● Instructions to follow: Every line from the line containing "of the metal" through the final line of the data is to be printed exactly; no other line is to appear.

● Dataset content:

◇ ◇ ◇ ◇ ◇

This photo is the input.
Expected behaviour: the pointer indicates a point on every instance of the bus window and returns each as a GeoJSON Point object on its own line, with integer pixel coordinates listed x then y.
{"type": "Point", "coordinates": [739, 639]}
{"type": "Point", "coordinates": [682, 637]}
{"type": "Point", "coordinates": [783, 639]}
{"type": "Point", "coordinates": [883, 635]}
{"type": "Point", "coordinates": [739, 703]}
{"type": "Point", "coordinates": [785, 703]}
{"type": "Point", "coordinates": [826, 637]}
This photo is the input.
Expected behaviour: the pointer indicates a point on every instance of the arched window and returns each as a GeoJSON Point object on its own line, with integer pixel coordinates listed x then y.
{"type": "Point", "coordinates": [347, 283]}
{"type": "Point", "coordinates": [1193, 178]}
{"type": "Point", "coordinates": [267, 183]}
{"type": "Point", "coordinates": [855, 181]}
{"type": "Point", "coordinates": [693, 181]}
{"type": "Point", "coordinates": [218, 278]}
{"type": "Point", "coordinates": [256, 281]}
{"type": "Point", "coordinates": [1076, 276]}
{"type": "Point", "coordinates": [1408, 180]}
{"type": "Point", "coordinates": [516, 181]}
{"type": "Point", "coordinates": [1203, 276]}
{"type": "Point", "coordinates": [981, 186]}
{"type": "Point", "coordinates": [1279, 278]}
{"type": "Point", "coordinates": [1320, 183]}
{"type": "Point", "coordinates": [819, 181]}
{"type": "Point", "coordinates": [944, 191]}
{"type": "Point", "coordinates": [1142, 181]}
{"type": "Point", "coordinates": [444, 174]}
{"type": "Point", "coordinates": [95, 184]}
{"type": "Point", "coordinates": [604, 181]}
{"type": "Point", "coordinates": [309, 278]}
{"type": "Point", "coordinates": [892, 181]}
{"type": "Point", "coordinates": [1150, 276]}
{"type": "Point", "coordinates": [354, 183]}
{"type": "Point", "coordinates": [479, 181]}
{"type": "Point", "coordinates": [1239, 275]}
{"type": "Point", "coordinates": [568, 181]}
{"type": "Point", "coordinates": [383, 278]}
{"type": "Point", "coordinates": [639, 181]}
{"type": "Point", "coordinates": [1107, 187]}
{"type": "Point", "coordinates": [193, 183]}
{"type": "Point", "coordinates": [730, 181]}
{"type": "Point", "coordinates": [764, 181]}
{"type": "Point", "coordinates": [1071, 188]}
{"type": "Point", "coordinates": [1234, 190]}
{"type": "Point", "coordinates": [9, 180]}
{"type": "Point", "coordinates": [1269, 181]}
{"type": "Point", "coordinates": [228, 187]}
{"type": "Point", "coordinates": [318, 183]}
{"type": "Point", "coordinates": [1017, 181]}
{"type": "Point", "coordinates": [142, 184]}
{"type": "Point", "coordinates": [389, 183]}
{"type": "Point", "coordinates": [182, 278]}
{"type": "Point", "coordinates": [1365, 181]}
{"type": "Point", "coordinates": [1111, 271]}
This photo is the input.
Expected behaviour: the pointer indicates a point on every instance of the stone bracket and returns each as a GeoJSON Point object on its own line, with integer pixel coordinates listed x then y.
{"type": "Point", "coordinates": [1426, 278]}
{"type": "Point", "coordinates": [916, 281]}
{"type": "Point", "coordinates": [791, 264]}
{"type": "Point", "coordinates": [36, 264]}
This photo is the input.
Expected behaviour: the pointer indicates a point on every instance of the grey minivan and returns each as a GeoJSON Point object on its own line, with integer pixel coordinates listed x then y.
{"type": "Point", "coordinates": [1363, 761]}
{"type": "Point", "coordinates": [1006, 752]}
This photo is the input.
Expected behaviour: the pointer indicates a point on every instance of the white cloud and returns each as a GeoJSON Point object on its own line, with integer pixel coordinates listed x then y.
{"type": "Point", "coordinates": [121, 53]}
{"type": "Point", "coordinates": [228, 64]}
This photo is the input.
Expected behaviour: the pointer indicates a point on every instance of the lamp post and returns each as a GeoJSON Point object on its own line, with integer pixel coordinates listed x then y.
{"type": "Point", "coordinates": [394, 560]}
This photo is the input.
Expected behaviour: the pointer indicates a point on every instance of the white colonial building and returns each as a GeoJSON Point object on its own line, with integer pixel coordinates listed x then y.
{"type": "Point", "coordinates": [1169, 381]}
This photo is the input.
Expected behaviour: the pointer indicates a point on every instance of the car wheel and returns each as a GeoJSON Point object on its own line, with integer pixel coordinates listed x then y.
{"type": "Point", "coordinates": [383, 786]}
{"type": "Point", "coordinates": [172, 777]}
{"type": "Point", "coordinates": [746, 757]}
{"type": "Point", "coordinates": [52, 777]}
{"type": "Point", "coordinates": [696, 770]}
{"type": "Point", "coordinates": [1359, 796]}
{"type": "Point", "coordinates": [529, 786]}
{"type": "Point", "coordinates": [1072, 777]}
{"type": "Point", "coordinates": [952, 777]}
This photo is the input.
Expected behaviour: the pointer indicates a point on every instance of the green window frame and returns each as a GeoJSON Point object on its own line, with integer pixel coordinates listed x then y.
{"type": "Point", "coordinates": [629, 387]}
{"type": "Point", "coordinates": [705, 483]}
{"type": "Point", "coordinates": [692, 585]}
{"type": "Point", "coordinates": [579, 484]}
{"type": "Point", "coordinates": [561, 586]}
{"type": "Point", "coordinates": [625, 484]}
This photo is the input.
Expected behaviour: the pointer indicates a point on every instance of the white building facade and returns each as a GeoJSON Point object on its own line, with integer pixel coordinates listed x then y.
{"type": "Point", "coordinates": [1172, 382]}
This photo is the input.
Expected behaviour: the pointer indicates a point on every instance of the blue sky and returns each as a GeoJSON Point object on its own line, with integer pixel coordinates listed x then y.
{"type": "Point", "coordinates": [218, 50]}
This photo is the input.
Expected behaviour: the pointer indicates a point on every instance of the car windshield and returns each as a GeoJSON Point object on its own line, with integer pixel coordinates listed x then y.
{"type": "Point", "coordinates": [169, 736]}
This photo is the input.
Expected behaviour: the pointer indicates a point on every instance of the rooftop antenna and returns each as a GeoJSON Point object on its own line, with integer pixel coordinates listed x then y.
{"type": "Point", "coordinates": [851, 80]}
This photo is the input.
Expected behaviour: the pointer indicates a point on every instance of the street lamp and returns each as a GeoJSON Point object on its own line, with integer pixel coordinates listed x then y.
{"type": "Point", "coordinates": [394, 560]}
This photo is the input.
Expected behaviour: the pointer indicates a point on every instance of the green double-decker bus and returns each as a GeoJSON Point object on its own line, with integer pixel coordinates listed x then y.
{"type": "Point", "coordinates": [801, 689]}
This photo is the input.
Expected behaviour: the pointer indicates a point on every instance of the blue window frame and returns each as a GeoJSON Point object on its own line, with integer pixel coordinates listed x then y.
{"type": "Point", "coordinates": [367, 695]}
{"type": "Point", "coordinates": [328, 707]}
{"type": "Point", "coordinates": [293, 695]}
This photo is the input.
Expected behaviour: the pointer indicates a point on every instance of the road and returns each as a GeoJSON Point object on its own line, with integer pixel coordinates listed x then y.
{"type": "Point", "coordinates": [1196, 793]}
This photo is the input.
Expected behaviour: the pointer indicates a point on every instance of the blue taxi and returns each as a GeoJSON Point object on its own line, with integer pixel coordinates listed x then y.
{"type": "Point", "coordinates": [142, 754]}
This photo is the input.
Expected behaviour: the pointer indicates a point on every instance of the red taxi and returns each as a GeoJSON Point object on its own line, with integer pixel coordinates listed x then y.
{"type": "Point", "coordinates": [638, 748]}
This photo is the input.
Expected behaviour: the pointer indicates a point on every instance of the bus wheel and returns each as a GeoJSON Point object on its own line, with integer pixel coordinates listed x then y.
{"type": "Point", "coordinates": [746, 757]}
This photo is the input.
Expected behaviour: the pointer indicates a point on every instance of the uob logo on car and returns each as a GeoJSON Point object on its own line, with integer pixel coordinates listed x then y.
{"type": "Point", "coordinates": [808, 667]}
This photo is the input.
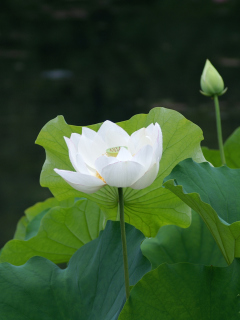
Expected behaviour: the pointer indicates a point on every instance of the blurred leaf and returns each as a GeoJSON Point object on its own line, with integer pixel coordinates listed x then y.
{"type": "Point", "coordinates": [146, 209]}
{"type": "Point", "coordinates": [62, 231]}
{"type": "Point", "coordinates": [29, 224]}
{"type": "Point", "coordinates": [214, 194]}
{"type": "Point", "coordinates": [20, 232]}
{"type": "Point", "coordinates": [91, 287]}
{"type": "Point", "coordinates": [185, 292]}
{"type": "Point", "coordinates": [173, 244]}
{"type": "Point", "coordinates": [231, 150]}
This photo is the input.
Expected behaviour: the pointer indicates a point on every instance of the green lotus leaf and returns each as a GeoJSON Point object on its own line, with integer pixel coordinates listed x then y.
{"type": "Point", "coordinates": [146, 209]}
{"type": "Point", "coordinates": [185, 291]}
{"type": "Point", "coordinates": [173, 244]}
{"type": "Point", "coordinates": [91, 287]}
{"type": "Point", "coordinates": [62, 231]}
{"type": "Point", "coordinates": [231, 151]}
{"type": "Point", "coordinates": [29, 224]}
{"type": "Point", "coordinates": [214, 194]}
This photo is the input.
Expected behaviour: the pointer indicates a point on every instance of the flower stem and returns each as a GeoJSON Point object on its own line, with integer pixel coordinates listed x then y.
{"type": "Point", "coordinates": [219, 129]}
{"type": "Point", "coordinates": [124, 241]}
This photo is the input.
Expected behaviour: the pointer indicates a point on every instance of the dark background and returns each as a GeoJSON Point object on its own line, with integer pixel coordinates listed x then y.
{"type": "Point", "coordinates": [98, 60]}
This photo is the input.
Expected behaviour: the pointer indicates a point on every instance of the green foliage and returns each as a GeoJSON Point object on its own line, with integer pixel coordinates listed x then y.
{"type": "Point", "coordinates": [146, 209]}
{"type": "Point", "coordinates": [174, 244]}
{"type": "Point", "coordinates": [62, 230]}
{"type": "Point", "coordinates": [29, 224]}
{"type": "Point", "coordinates": [214, 194]}
{"type": "Point", "coordinates": [91, 287]}
{"type": "Point", "coordinates": [231, 150]}
{"type": "Point", "coordinates": [186, 292]}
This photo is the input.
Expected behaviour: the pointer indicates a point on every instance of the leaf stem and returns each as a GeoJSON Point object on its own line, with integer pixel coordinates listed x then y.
{"type": "Point", "coordinates": [124, 241]}
{"type": "Point", "coordinates": [219, 129]}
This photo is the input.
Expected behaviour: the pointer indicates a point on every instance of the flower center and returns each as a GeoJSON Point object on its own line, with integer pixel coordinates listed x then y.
{"type": "Point", "coordinates": [100, 177]}
{"type": "Point", "coordinates": [113, 152]}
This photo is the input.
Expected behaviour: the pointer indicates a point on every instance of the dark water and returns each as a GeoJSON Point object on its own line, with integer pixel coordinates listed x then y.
{"type": "Point", "coordinates": [107, 60]}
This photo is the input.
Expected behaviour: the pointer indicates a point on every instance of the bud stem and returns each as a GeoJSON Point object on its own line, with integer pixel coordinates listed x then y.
{"type": "Point", "coordinates": [124, 241]}
{"type": "Point", "coordinates": [219, 129]}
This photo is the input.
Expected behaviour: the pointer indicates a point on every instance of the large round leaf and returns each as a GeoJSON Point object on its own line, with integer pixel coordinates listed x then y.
{"type": "Point", "coordinates": [90, 288]}
{"type": "Point", "coordinates": [173, 244]}
{"type": "Point", "coordinates": [215, 194]}
{"type": "Point", "coordinates": [231, 151]}
{"type": "Point", "coordinates": [62, 231]}
{"type": "Point", "coordinates": [186, 292]}
{"type": "Point", "coordinates": [29, 224]}
{"type": "Point", "coordinates": [146, 209]}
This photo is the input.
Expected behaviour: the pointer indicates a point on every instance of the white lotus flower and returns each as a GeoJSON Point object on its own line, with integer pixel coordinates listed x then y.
{"type": "Point", "coordinates": [112, 157]}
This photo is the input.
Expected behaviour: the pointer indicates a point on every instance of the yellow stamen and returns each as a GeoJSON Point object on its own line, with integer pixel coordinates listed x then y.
{"type": "Point", "coordinates": [100, 177]}
{"type": "Point", "coordinates": [113, 152]}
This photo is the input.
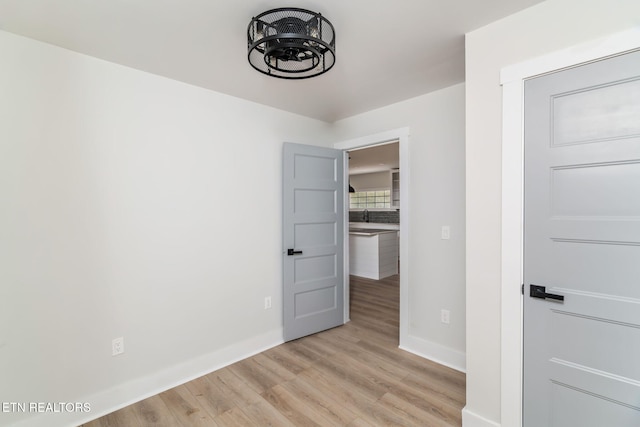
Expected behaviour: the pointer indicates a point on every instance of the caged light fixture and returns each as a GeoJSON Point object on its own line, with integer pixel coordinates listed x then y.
{"type": "Point", "coordinates": [291, 43]}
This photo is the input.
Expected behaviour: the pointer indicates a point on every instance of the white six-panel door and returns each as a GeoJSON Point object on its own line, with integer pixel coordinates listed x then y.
{"type": "Point", "coordinates": [313, 222]}
{"type": "Point", "coordinates": [582, 244]}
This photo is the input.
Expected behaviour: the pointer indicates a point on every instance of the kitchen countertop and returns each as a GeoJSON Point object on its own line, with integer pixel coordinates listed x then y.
{"type": "Point", "coordinates": [369, 231]}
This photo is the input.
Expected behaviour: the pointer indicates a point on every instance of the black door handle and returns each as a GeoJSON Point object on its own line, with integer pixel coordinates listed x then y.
{"type": "Point", "coordinates": [536, 291]}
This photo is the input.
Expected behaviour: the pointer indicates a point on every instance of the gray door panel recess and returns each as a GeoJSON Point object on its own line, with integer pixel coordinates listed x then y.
{"type": "Point", "coordinates": [313, 221]}
{"type": "Point", "coordinates": [582, 242]}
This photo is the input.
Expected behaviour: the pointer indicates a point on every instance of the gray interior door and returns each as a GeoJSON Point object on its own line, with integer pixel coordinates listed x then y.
{"type": "Point", "coordinates": [582, 243]}
{"type": "Point", "coordinates": [313, 221]}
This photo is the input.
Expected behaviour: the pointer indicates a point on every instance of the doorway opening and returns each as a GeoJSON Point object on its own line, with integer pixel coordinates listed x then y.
{"type": "Point", "coordinates": [374, 230]}
{"type": "Point", "coordinates": [360, 146]}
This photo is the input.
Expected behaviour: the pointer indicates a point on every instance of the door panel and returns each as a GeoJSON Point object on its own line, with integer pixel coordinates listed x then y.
{"type": "Point", "coordinates": [313, 221]}
{"type": "Point", "coordinates": [582, 241]}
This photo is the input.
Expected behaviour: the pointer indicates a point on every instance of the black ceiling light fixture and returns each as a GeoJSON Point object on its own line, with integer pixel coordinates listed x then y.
{"type": "Point", "coordinates": [291, 43]}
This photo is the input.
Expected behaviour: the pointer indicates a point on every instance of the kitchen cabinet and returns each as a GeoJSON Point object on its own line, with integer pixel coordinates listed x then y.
{"type": "Point", "coordinates": [373, 253]}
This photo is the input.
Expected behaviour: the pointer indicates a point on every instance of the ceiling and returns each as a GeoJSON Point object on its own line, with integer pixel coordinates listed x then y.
{"type": "Point", "coordinates": [374, 159]}
{"type": "Point", "coordinates": [386, 51]}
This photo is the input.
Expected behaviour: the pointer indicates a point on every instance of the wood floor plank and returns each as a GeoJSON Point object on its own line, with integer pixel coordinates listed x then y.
{"type": "Point", "coordinates": [123, 417]}
{"type": "Point", "coordinates": [153, 412]}
{"type": "Point", "coordinates": [211, 398]}
{"type": "Point", "coordinates": [326, 404]}
{"type": "Point", "coordinates": [353, 375]}
{"type": "Point", "coordinates": [185, 408]}
{"type": "Point", "coordinates": [238, 392]}
{"type": "Point", "coordinates": [295, 409]}
{"type": "Point", "coordinates": [233, 418]}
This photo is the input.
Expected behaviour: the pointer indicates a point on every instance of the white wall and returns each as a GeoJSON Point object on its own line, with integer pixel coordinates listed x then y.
{"type": "Point", "coordinates": [131, 205]}
{"type": "Point", "coordinates": [545, 28]}
{"type": "Point", "coordinates": [436, 267]}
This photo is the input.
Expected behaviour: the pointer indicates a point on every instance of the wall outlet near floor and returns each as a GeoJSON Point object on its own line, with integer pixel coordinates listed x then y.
{"type": "Point", "coordinates": [445, 233]}
{"type": "Point", "coordinates": [445, 316]}
{"type": "Point", "coordinates": [117, 346]}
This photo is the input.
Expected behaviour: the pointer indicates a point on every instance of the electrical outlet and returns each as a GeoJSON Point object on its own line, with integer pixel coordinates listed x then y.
{"type": "Point", "coordinates": [445, 232]}
{"type": "Point", "coordinates": [445, 316]}
{"type": "Point", "coordinates": [117, 346]}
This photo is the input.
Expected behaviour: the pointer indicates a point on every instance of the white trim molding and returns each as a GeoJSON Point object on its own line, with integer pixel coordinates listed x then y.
{"type": "Point", "coordinates": [471, 419]}
{"type": "Point", "coordinates": [512, 80]}
{"type": "Point", "coordinates": [107, 401]}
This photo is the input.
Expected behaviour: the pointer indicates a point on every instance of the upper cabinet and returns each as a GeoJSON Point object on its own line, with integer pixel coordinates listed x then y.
{"type": "Point", "coordinates": [395, 188]}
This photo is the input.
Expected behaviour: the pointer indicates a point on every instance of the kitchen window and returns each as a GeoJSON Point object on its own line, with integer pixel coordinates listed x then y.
{"type": "Point", "coordinates": [370, 199]}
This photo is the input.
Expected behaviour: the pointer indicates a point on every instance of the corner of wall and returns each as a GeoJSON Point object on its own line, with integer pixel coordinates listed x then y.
{"type": "Point", "coordinates": [471, 419]}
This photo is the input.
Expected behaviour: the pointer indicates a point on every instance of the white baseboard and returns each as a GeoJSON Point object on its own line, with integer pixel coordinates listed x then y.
{"type": "Point", "coordinates": [436, 352]}
{"type": "Point", "coordinates": [107, 401]}
{"type": "Point", "coordinates": [470, 419]}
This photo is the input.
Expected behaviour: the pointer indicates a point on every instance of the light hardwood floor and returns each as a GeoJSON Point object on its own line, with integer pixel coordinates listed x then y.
{"type": "Point", "coordinates": [353, 375]}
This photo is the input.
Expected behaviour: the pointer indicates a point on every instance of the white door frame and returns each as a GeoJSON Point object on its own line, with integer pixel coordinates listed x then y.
{"type": "Point", "coordinates": [512, 80]}
{"type": "Point", "coordinates": [401, 135]}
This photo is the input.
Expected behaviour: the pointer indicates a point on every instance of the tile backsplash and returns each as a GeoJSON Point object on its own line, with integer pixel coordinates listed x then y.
{"type": "Point", "coordinates": [384, 217]}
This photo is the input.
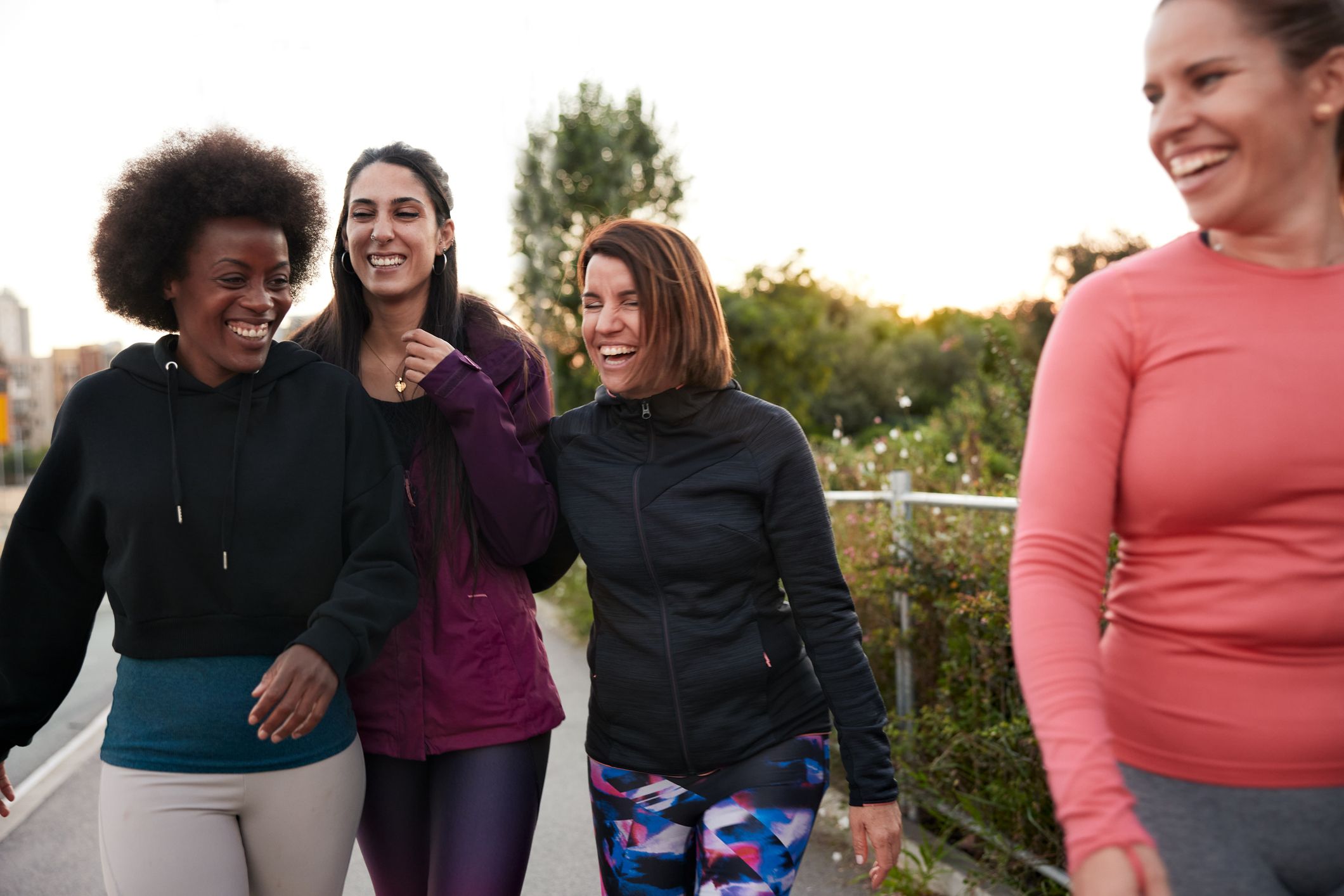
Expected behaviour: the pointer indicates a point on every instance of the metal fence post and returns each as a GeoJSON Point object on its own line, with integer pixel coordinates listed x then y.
{"type": "Point", "coordinates": [900, 483]}
{"type": "Point", "coordinates": [901, 512]}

◇ ◇ ◇ ◇ ◇

● Result:
Expected behaviour: the pointer indicates a point on every instance of the metal fence post and returns each as a GeoJSON Point object on its own line, with integer pixel coordinates listed x then y.
{"type": "Point", "coordinates": [900, 483]}
{"type": "Point", "coordinates": [901, 512]}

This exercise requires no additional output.